** START Records for this exercise **
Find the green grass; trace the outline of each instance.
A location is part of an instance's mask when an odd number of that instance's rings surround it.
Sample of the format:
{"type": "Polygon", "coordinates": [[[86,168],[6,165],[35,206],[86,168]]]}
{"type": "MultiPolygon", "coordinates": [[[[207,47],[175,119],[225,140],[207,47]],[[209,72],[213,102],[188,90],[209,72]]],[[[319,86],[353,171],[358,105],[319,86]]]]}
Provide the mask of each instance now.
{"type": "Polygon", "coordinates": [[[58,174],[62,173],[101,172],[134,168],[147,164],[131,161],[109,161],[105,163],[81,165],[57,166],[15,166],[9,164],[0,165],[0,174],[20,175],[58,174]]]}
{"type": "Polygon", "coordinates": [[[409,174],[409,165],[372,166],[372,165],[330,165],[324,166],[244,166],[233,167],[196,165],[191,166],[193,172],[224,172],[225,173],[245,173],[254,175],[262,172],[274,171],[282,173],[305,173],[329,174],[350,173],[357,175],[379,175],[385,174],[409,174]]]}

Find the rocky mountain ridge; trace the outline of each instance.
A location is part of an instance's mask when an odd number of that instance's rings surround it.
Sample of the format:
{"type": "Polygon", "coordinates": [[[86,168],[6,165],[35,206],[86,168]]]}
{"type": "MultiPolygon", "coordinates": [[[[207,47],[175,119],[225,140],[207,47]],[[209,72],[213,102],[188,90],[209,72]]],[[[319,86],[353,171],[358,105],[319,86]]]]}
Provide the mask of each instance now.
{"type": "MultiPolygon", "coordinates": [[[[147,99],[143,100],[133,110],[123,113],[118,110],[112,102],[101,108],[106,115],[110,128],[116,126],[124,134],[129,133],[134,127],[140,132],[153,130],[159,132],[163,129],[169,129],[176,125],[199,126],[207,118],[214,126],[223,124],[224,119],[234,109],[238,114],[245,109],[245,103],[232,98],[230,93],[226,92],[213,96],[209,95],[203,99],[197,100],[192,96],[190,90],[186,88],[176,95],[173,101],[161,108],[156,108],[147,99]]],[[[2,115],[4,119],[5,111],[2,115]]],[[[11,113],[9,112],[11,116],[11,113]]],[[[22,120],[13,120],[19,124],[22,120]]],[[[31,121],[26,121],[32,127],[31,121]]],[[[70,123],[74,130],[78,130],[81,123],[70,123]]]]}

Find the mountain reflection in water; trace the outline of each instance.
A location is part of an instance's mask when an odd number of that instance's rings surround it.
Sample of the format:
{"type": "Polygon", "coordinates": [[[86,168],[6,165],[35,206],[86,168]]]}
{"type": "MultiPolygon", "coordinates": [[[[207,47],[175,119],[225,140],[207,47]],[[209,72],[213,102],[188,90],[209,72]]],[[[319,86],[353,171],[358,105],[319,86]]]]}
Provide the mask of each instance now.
** END Records for this exercise **
* [Your objective]: Reproduce all of the rows above verbatim, keeping every character the same.

* [Response for this exercise]:
Find the green grass; trace the outline of each instance.
A location is part of an instance's mask when an odd number of that instance's rings surround it.
Sample of the format:
{"type": "Polygon", "coordinates": [[[86,168],[6,165],[35,206],[86,168]]]}
{"type": "MultiPolygon", "coordinates": [[[[207,47],[175,119],[225,140],[207,47]],[[209,72],[213,102],[188,90],[209,72]]],[[[319,86],[353,171],[358,105],[319,86]]]]}
Provide the mask of each instance now.
{"type": "Polygon", "coordinates": [[[58,174],[62,173],[101,172],[134,168],[147,164],[131,161],[109,161],[105,163],[81,165],[57,166],[15,166],[9,164],[0,165],[0,174],[20,175],[58,174]]]}
{"type": "Polygon", "coordinates": [[[409,174],[409,165],[372,166],[372,165],[330,165],[324,166],[244,166],[233,167],[196,165],[191,166],[193,172],[224,172],[225,173],[245,173],[254,175],[262,172],[274,171],[282,173],[305,173],[329,174],[350,173],[357,175],[379,175],[385,174],[409,174]]]}

Find the rocky mountain ridge; trace the outline of each instance.
A location is part of an instance's mask when an odd number of that instance's rings surround it.
Sample of the format:
{"type": "Polygon", "coordinates": [[[86,168],[6,165],[35,206],[86,168]]]}
{"type": "MultiPolygon", "coordinates": [[[[207,47],[175,119],[225,140],[207,47]],[[209,72],[213,102],[188,90],[209,72]]],[[[319,86],[353,171],[358,105],[319,86]]]]}
Provide the mask of each instance now.
{"type": "MultiPolygon", "coordinates": [[[[147,99],[143,100],[133,110],[123,113],[118,110],[112,102],[101,108],[106,115],[110,128],[116,126],[124,134],[129,133],[134,127],[140,132],[153,130],[159,132],[163,129],[169,129],[176,125],[199,126],[207,118],[214,126],[223,124],[224,119],[234,109],[238,114],[245,109],[245,103],[232,98],[230,93],[226,92],[213,96],[209,95],[203,99],[197,100],[192,96],[190,90],[186,88],[176,95],[173,101],[161,108],[156,108],[147,99]]],[[[2,115],[4,119],[5,111],[2,115]]],[[[11,113],[9,112],[11,116],[11,113]]],[[[22,120],[13,120],[19,124],[22,120]]],[[[31,121],[26,121],[32,127],[31,121]]],[[[70,123],[74,130],[78,130],[81,123],[70,123]]]]}

Find the mountain reflection in water; trace the outline of each instance.
A location is part of an instance's mask when an odd number of that instance's rings surround it.
Sample of the format:
{"type": "Polygon", "coordinates": [[[86,168],[6,165],[35,206],[86,168]]]}
{"type": "MultiPolygon", "coordinates": [[[[207,47],[175,119],[225,140],[207,47]],[[209,72],[213,102],[188,90],[209,72]]],[[[319,86],[353,171],[358,105],[319,86]]]]}
Provide the mask of each instance now.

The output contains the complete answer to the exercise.